▸ **SHORT EXERCISE**:
Echo every line of the data below verbatim, keeping the original order.

▸ **RECORDED DATA**:
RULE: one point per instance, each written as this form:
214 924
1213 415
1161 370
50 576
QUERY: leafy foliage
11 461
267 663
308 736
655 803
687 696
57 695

▸ **EXPECTED OUTPUT**:
RULE: one point per instance, each written as this form:
214 924
1213 415
1161 370
50 576
QUERY: leafy foliage
11 461
267 663
308 736
655 803
687 696
57 695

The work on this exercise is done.